Tasks and exercises
**a.** According to the passage on Captain Canuck adaptations, which studios will produce Camp Canuck?
**b.** Pick up the passage on Captain Canuck adaptations right after its last sentence and carry it forward.

Document section
+ + + + +

The first season was a 5-part series that debuted on July 1, 2013 and featured Captain Cancuk (Kris Holden-Ried), aided by Redcoat (Tatiana Maslany) and Horse Wilson (Mark Meer) attempting to defeat Mr. Gold (Paul Amos) and Bluefox (Laura Vandervoort). The series featured cameos by Richard Comely and Ajay Fry.

A second season debuted on February 14, 2016, but only lasted a single episode and was left on a cliffhanger.

Illustories

Illustories is a series of motion comics featuring Captain Canuck, Daredevil, Silver Streak, and Crimebuster.

===Television series===
====Animated====
Camp Canuck

Camp Canuck is an upcoming animated series that is a reimagining of the Comic House Universe as a summer camp for the world's future heroes and villains, with Captain Canuck and Mr. Gold as camp councillors. The project will be produced along with Little Blackstone Studios and Big Studios.

+ + + + +

Excerpted records
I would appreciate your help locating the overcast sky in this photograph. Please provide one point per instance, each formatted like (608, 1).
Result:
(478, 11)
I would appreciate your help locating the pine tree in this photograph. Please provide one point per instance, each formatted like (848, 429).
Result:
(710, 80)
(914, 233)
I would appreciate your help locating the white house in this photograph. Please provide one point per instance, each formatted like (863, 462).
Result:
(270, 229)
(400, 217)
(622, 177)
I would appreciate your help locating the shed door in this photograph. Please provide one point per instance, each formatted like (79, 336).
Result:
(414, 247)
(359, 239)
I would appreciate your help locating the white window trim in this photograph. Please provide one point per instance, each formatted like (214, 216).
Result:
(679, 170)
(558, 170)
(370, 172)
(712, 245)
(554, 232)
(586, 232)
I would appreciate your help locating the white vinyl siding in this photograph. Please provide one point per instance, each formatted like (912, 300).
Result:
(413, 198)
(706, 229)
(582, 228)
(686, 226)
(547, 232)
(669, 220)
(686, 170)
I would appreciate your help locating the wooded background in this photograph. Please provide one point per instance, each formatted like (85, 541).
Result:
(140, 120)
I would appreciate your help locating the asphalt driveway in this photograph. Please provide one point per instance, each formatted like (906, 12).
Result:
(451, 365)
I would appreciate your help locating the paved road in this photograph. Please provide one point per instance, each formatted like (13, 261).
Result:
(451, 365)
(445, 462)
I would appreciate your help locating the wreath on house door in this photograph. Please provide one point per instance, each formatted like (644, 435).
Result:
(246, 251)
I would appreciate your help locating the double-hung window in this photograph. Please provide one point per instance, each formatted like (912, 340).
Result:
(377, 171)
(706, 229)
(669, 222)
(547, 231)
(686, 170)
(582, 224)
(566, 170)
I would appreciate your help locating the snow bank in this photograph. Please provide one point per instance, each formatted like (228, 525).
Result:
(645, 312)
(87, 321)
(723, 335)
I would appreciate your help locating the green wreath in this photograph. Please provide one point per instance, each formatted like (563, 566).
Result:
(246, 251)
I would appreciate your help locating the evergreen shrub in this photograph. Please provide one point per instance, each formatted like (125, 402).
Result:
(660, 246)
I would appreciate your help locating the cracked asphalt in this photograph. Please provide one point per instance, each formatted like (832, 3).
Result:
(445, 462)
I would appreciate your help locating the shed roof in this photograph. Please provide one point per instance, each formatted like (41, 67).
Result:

+ + + + +

Answers by item number
**a.** Little Blackstone Studios and Big Studios.

**b.**
====Live-action====
Several live-action television shows are currently in production including Captain Canuck, Freelance, and Fantomah.

===Films===
Going In

Going In was released in 2023 and starred Ira Goldman and Evan Rissi, who also directed it. Two former best friends, Leslie and Reuben, are forced to reconnect when their city is flooded with a dangerous new drug, compelling them to infiltrate a deadly underground network to survive.

Upcoming

Two upcoming films are in production based on the New Friday books The Pursuer and Red Leaves.